Dataset items.

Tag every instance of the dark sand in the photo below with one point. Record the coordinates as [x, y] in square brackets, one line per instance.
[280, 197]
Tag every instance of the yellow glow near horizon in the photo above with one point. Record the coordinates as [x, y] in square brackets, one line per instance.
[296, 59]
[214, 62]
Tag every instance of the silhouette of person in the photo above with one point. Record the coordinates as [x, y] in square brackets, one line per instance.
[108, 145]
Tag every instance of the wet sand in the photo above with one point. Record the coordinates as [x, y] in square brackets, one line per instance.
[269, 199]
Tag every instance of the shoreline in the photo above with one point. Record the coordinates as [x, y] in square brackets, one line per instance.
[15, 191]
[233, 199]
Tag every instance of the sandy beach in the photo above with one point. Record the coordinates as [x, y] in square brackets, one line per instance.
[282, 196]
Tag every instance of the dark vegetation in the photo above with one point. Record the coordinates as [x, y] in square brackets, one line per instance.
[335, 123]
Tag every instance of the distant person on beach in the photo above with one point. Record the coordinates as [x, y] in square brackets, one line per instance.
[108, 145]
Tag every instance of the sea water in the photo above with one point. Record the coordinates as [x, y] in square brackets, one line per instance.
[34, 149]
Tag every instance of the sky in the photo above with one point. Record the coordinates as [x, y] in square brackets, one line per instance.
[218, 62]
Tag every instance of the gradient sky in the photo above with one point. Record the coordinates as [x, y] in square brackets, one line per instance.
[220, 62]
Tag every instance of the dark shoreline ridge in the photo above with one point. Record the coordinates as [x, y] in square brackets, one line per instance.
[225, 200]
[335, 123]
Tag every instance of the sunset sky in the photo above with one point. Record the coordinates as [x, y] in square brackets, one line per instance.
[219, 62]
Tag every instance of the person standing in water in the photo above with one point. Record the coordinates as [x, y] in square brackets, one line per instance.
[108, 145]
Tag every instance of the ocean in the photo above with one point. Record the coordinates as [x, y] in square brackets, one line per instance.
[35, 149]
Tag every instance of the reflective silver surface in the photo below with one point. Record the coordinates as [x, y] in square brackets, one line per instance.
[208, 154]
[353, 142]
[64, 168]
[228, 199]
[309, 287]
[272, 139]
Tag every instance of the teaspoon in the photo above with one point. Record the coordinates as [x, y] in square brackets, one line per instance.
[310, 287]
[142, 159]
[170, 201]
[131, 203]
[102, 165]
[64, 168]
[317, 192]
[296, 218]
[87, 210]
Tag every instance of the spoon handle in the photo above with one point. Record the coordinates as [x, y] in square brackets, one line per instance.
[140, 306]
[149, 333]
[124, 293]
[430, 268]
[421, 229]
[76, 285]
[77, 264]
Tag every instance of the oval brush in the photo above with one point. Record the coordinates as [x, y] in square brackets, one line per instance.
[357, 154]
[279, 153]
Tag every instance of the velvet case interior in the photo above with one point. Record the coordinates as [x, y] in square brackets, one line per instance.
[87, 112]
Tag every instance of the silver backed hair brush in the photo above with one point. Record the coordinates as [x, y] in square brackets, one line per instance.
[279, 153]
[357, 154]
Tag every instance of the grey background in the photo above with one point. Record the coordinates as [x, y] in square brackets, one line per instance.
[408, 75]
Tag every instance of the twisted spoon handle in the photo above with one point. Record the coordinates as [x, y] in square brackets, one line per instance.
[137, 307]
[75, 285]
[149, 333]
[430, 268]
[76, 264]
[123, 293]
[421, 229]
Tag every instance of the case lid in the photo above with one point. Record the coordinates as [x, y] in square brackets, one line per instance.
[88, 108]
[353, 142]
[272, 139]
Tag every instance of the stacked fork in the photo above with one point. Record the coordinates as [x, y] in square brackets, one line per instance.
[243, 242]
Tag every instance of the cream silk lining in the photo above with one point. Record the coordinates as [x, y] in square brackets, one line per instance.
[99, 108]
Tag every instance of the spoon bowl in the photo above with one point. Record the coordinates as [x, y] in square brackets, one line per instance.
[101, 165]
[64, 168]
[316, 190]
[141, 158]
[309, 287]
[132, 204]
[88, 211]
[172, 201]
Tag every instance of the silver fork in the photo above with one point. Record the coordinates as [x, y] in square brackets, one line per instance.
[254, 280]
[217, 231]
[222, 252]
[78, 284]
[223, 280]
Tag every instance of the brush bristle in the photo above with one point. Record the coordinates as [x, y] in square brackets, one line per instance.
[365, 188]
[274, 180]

YOUR TASK. Lay out every line of the items above as a JSON list of strings, one string per line and no entries for blank lines.

OUTPUT OF THE TASK.
[
  "Tag every instance of the dark sand in the photo below with one point. Record the coordinates as [x, y] in square brackets, one line per instance.",
  "[280, 197]",
  "Tag every instance of the yellow glow near horizon in the photo above with one point. Record the coordinates as [x, y] in square brackets, one line per instance.",
  "[296, 59]",
  "[214, 62]",
  "Tag every instance of the silhouette of person in the photo above with one point. Record the coordinates as [x, y] in square brackets, one line per instance.",
  "[108, 145]",
  "Tag every instance of the wet sand in the photo above with one point. Record the coordinates as [x, y] in square brackets, one line per instance.",
  "[269, 199]",
  "Tag every instance of the shoreline in the photo above with one point. Record the coordinates as [x, y] in square brackets, one line per instance.",
  "[15, 191]",
  "[233, 199]",
  "Tag every instance of the sandy beach in the photo above with one point. Record the coordinates as [x, y] in square brackets, one line per instance.",
  "[282, 196]",
  "Tag every instance of the dark vegetation in the photo above with one point. Record the coordinates as [x, y] in square brackets, one line per instance.",
  "[335, 123]",
  "Tag every instance of the distant person on beach in the photo above with one point. Record the coordinates as [x, y] in square brackets, one line per instance.",
  "[108, 145]",
  "Tag every instance of the sea water in the photo above with one point. Record the coordinates as [x, y] in square brackets, one line per instance.",
  "[34, 149]",
  "Tag every instance of the sky in the photo above with one point. Record the coordinates as [x, y] in square brackets, one line per instance.",
  "[218, 62]",
  "Tag every instance of the gradient sky in the photo above with one point. Record the coordinates as [x, y] in square brackets, one line per instance.",
  "[220, 62]",
  "Tag every instance of the dark shoreline ridge in the photo above with one point. Record the coordinates as [x, y] in square brackets, one line per instance.",
  "[225, 200]",
  "[335, 123]",
  "Tag every instance of the sunset sky in the photo above with one point. Record the coordinates as [x, y] in square brackets, one line per instance.",
  "[219, 62]",
  "Tag every instance of the person standing in water in the photo above with one point. Record the coordinates as [x, y] in square brackets, one line per instance.",
  "[108, 145]",
  "Tag every instance of the ocean in the photo above with one point. Record the coordinates as [x, y] in square brackets, one line per instance.",
  "[35, 149]",
  "Tag every instance of the reflective silver surface in the photo below with one point. Record the coordinates as [x, y] in square brackets, one line per instance.",
  "[208, 154]",
  "[353, 142]",
  "[64, 168]",
  "[228, 199]",
  "[309, 287]",
  "[272, 139]",
  "Tag every instance of the teaspoon in the photo above with one point. Record the coordinates as [x, y] in square brackets, one line per instance.",
  "[310, 287]",
  "[142, 159]",
  "[170, 201]",
  "[131, 203]",
  "[102, 165]",
  "[64, 168]",
  "[317, 192]",
  "[296, 218]",
  "[87, 210]",
  "Tag every instance of the spoon handle in the photo above with one point. Record the coordinates as [x, y] in square brackets, one line per instance.",
  "[140, 306]",
  "[149, 333]",
  "[124, 293]",
  "[430, 268]",
  "[421, 229]",
  "[76, 285]",
  "[77, 264]",
  "Tag every instance of the oval brush in the photo above with one point. Record the coordinates as [x, y] in square brackets, one line per instance.",
  "[357, 154]",
  "[279, 153]",
  "Tag every instance of the velvet case interior in the photo above with one point. Record the coordinates as [x, y] in square brackets, one line per instance.",
  "[87, 112]",
  "Tag every instance of the silver backed hair brush in the photo above with one point. Record the coordinates as [x, y] in square brackets, one line per instance.",
  "[279, 153]",
  "[357, 154]",
  "Tag every instance of the grey background in the photo above with one point. Record the coordinates as [x, y] in square brackets, one line per instance.",
  "[408, 75]",
  "Tag every instance of the twisted spoon handle in the photo above with one point. Record the coordinates as [x, y] in square brackets, one line per instance.",
  "[137, 307]",
  "[75, 285]",
  "[149, 333]",
  "[430, 268]",
  "[76, 264]",
  "[123, 293]",
  "[421, 229]",
  "Tag every instance of the case lid in the photo above with one point. Record the coordinates as [x, y] in square brackets, one line per instance.",
  "[88, 108]",
  "[353, 142]",
  "[272, 139]",
  "Tag every instance of the stacked fork in the photo above with one point. Record the coordinates as [x, y] in square brackets, one line per instance.",
  "[243, 242]",
  "Tag every instance of the cream silk lining in the photo above with one point. Record the coordinates as [x, y] in square brackets, one line per instance.",
  "[99, 108]",
  "Tag every instance of the spoon bowl in the photo above with one point. Record the coordinates as [x, y] in square brackets, one line per instance.",
  "[101, 165]",
  "[64, 168]",
  "[316, 190]",
  "[141, 158]",
  "[309, 287]",
  "[132, 204]",
  "[88, 211]",
  "[172, 201]",
  "Tag every instance of the silver fork in the photo above with one point. Record the coordinates as [x, y] in square brackets, one line per instance.",
  "[254, 280]",
  "[217, 231]",
  "[222, 252]",
  "[78, 284]",
  "[223, 280]",
  "Tag every instance of the brush bristle in the photo above with one point. Record the coordinates as [x, y] in square brackets, one line per instance.",
  "[365, 188]",
  "[274, 180]"
]